Please output every line of the items below unchanged, leaving the pictures out of your answer.

--- Information provided ---

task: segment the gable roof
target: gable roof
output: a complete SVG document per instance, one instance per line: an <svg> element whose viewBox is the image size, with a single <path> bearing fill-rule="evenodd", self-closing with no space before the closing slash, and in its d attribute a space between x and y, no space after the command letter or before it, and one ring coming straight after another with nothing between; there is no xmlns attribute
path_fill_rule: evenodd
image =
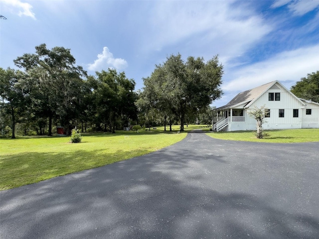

---

▶ _The output_
task: segment the gable roof
target: gable roof
output: a complete SVG document per instance, one instance per line: an <svg> element whose viewBox is the image size, with a single <path> bearing fill-rule="evenodd", self-closing with no space before the closing slash, and in its d attribute a space between x and y, no space after the command letter or before it, and one ring coming straight after another with nothing between; there is no xmlns attribute
path_fill_rule: evenodd
image =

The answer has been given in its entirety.